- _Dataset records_
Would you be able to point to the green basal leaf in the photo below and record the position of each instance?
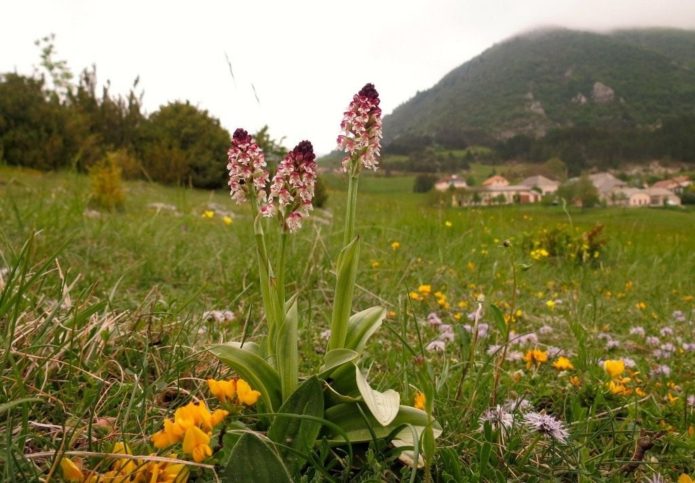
(299, 434)
(498, 317)
(346, 271)
(335, 359)
(348, 417)
(383, 405)
(362, 325)
(254, 369)
(287, 356)
(254, 460)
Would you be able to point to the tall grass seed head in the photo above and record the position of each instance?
(361, 131)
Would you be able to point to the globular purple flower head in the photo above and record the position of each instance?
(361, 131)
(547, 425)
(293, 185)
(247, 168)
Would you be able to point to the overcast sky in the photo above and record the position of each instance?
(305, 58)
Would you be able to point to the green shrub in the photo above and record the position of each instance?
(106, 184)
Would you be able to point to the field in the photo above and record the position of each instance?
(105, 321)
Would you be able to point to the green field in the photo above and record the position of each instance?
(102, 327)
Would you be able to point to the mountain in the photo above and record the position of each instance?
(552, 79)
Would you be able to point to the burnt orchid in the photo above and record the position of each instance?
(361, 131)
(248, 174)
(293, 186)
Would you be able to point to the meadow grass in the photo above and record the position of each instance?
(103, 334)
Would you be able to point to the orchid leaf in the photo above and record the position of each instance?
(254, 369)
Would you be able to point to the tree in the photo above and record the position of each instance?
(185, 145)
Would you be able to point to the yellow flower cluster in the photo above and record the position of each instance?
(234, 390)
(127, 470)
(193, 424)
(563, 364)
(535, 357)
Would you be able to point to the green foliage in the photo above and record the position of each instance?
(581, 192)
(320, 193)
(498, 95)
(185, 145)
(105, 176)
(423, 183)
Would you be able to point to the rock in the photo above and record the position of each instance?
(602, 94)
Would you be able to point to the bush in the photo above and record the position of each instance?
(107, 191)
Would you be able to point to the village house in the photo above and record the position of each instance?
(449, 182)
(676, 185)
(542, 184)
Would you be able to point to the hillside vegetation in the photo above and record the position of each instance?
(561, 83)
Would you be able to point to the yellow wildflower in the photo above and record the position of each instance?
(614, 368)
(245, 394)
(535, 357)
(222, 390)
(563, 364)
(196, 443)
(71, 472)
(539, 254)
(420, 401)
(618, 388)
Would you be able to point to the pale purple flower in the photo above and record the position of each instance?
(651, 340)
(513, 356)
(433, 319)
(247, 168)
(527, 339)
(661, 370)
(498, 417)
(659, 354)
(446, 336)
(492, 350)
(518, 404)
(546, 425)
(436, 346)
(361, 130)
(678, 316)
(293, 185)
(668, 347)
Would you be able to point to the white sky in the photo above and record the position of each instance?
(306, 58)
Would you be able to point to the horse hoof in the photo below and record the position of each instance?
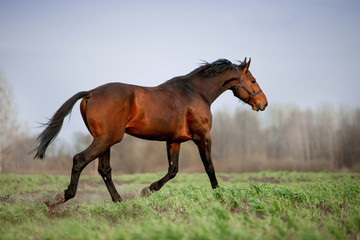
(145, 192)
(60, 198)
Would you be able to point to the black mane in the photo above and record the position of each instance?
(215, 68)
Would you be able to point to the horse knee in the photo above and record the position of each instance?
(77, 162)
(173, 170)
(69, 193)
(104, 172)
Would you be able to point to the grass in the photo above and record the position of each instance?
(265, 205)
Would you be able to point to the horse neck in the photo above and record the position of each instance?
(210, 88)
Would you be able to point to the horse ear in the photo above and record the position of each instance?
(247, 65)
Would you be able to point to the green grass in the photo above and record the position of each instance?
(265, 205)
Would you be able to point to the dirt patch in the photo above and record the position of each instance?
(265, 180)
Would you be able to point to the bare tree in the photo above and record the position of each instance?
(8, 126)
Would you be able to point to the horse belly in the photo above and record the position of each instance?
(156, 127)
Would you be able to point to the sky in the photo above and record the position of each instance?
(303, 52)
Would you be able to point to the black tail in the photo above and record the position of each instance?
(54, 125)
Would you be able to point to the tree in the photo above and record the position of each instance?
(8, 126)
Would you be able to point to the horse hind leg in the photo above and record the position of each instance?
(80, 161)
(173, 158)
(104, 170)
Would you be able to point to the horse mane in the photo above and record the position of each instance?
(207, 70)
(215, 68)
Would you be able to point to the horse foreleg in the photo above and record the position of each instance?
(173, 158)
(104, 169)
(204, 146)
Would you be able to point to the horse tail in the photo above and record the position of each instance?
(54, 125)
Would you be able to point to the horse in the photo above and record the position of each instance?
(175, 111)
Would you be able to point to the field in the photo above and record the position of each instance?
(265, 205)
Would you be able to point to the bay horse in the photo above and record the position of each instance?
(176, 111)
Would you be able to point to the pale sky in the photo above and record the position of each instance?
(303, 52)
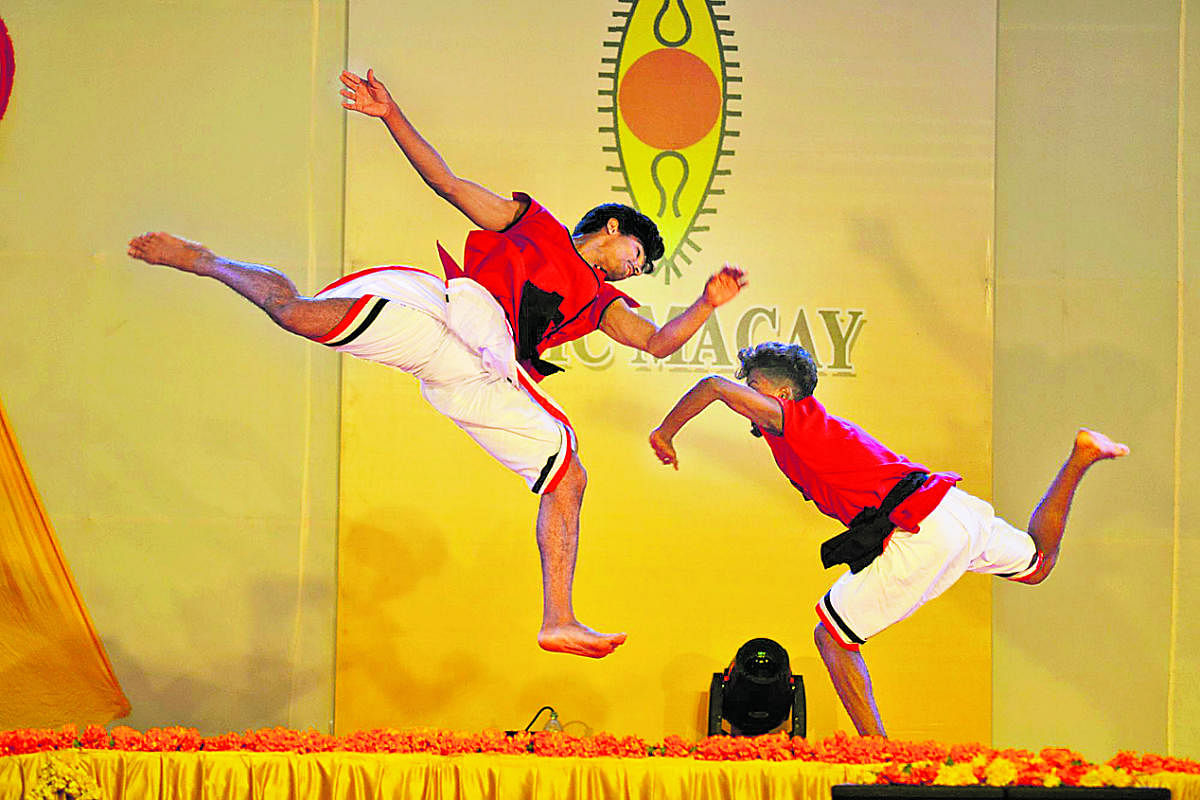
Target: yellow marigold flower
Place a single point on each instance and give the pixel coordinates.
(955, 775)
(1000, 773)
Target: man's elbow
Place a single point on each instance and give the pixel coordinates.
(660, 347)
(660, 350)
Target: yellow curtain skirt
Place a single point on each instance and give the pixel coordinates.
(379, 776)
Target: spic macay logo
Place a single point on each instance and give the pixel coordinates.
(670, 109)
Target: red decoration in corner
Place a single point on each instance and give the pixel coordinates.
(7, 67)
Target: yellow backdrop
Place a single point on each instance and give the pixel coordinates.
(857, 196)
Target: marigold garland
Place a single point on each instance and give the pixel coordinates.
(880, 761)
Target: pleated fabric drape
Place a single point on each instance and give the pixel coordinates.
(53, 667)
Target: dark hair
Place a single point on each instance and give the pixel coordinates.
(630, 222)
(790, 362)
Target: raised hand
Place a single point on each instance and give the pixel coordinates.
(724, 286)
(366, 95)
(664, 449)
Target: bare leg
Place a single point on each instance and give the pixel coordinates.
(852, 683)
(265, 287)
(558, 541)
(1049, 519)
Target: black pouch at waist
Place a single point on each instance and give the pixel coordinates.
(863, 541)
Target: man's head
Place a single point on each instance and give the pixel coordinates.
(630, 240)
(783, 371)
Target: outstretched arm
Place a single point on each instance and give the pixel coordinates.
(624, 325)
(481, 205)
(761, 409)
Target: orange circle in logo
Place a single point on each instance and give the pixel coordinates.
(670, 98)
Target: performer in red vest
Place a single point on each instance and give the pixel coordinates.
(911, 534)
(474, 338)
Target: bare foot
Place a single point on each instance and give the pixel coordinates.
(579, 639)
(171, 251)
(1092, 446)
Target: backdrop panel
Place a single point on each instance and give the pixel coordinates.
(857, 193)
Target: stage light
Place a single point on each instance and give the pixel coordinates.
(757, 692)
(552, 723)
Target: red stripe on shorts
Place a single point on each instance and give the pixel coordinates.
(352, 276)
(544, 402)
(834, 631)
(351, 316)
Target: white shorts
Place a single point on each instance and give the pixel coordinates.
(963, 534)
(401, 318)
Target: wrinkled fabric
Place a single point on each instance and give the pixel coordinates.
(53, 667)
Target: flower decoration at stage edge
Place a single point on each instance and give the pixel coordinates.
(867, 759)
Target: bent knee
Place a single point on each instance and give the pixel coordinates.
(307, 317)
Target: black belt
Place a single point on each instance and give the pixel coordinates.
(863, 541)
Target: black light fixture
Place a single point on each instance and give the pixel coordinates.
(552, 723)
(757, 692)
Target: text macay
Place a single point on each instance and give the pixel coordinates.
(711, 349)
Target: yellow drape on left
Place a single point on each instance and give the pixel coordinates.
(53, 668)
(478, 776)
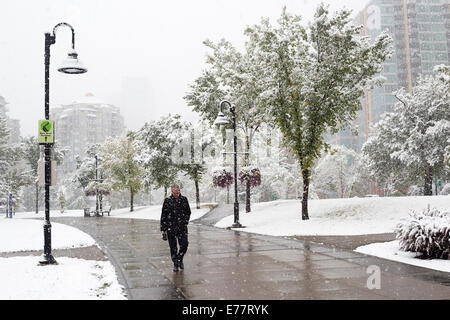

- _Short task_
How many lines in the records above contain the string "purple"? Reply with the number alone.

- _Output of the exercise_
2